___ DATA SUPPLIED ___

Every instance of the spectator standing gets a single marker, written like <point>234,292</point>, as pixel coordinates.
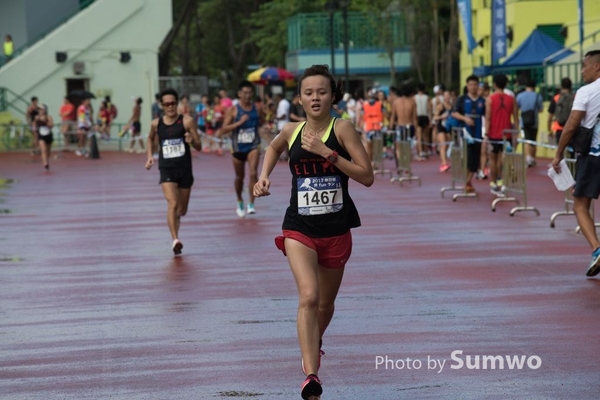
<point>9,48</point>
<point>560,108</point>
<point>500,113</point>
<point>530,104</point>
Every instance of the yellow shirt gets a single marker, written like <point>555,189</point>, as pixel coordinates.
<point>8,48</point>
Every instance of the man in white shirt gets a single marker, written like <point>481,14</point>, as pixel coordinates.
<point>585,112</point>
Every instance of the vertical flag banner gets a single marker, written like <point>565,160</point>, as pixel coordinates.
<point>466,14</point>
<point>498,30</point>
<point>580,9</point>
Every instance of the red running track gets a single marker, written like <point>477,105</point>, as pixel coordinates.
<point>93,305</point>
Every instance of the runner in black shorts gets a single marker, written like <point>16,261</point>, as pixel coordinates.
<point>243,121</point>
<point>175,134</point>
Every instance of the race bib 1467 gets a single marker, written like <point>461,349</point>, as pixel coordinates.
<point>173,148</point>
<point>320,195</point>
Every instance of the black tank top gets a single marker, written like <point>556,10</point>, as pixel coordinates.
<point>320,205</point>
<point>174,151</point>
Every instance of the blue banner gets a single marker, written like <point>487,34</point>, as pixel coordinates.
<point>466,14</point>
<point>580,9</point>
<point>498,30</point>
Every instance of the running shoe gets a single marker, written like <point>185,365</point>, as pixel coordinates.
<point>311,387</point>
<point>594,266</point>
<point>444,167</point>
<point>321,354</point>
<point>177,246</point>
<point>496,190</point>
<point>240,210</point>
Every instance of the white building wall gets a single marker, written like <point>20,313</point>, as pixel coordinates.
<point>96,36</point>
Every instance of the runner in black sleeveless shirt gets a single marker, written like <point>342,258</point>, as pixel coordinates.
<point>324,154</point>
<point>175,134</point>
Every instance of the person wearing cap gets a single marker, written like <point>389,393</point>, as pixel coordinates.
<point>135,128</point>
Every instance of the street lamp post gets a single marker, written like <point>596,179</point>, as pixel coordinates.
<point>344,5</point>
<point>331,7</point>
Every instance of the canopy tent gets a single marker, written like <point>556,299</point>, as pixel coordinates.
<point>532,52</point>
<point>575,57</point>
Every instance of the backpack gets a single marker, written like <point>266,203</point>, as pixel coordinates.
<point>563,108</point>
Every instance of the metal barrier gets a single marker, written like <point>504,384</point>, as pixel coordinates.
<point>19,136</point>
<point>377,154</point>
<point>458,162</point>
<point>514,174</point>
<point>402,157</point>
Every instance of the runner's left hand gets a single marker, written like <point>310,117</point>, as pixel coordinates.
<point>315,145</point>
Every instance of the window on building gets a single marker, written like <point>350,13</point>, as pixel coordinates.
<point>553,31</point>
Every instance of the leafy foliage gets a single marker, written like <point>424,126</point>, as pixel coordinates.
<point>221,38</point>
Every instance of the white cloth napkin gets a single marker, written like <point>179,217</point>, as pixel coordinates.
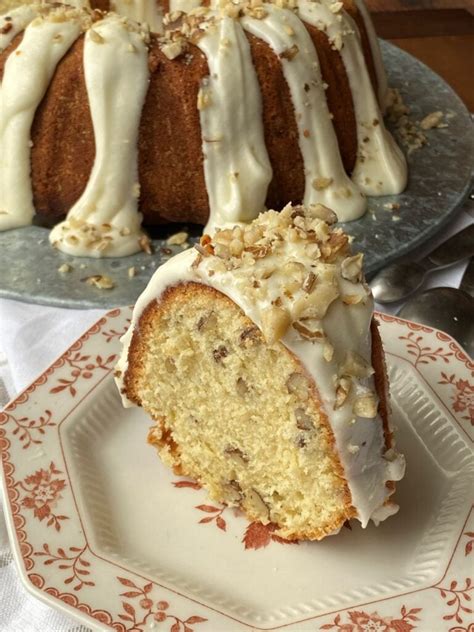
<point>31,338</point>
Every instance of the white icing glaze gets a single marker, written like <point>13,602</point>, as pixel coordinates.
<point>105,220</point>
<point>184,5</point>
<point>26,78</point>
<point>237,170</point>
<point>148,11</point>
<point>348,328</point>
<point>382,83</point>
<point>19,18</point>
<point>282,30</point>
<point>380,167</point>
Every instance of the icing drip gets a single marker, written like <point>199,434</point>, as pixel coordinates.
<point>236,165</point>
<point>19,19</point>
<point>382,83</point>
<point>105,220</point>
<point>380,167</point>
<point>184,5</point>
<point>359,440</point>
<point>326,181</point>
<point>147,11</point>
<point>28,71</point>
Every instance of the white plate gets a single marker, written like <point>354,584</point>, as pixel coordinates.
<point>101,529</point>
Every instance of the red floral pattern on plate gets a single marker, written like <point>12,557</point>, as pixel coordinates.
<point>470,544</point>
<point>28,431</point>
<point>146,610</point>
<point>43,494</point>
<point>424,354</point>
<point>74,563</point>
<point>360,621</point>
<point>82,367</point>
<point>38,546</point>
<point>257,535</point>
<point>456,599</point>
<point>463,395</point>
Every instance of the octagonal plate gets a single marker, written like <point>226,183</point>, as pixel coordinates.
<point>101,529</point>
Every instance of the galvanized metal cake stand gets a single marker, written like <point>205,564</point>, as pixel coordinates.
<point>440,179</point>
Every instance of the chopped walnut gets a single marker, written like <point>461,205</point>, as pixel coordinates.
<point>354,299</point>
<point>298,384</point>
<point>251,334</point>
<point>220,353</point>
<point>356,366</point>
<point>351,268</point>
<point>242,387</point>
<point>207,321</point>
<point>309,282</point>
<point>100,281</point>
<point>306,332</point>
<point>303,420</point>
<point>178,239</point>
<point>275,322</point>
<point>343,389</point>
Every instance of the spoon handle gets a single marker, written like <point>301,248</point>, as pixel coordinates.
<point>456,248</point>
<point>467,281</point>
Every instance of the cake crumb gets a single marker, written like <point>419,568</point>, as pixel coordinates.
<point>434,119</point>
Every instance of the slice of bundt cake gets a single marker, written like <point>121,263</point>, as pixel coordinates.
<point>259,360</point>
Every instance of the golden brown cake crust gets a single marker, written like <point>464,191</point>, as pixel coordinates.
<point>170,146</point>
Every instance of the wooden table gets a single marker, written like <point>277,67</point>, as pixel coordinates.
<point>439,32</point>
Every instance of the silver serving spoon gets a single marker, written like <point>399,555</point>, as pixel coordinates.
<point>447,309</point>
<point>399,280</point>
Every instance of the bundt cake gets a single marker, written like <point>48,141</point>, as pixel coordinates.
<point>222,112</point>
<point>257,356</point>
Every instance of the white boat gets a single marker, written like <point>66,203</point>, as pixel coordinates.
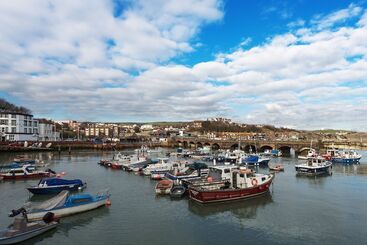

___

WHAT THIS TASK INVOLVES:
Rewrite everything from the start of the entries down to and including the line containing "<point>8,48</point>", requests included, shifting every coordinate in the answer points by -29 and leaving the format samples in the requests unchanged. Leave the pictures out.

RESPONSE TO THE EXERCISE:
Every instance of the spectator standing gets a single marker, written like <point>234,292</point>, as pixel coordinates.
<point>-20,19</point>
<point>531,79</point>
<point>471,84</point>
<point>501,75</point>
Every instance of the yellow shirt gets a single marker, written like <point>555,189</point>, as pixel coordinates.
<point>-21,19</point>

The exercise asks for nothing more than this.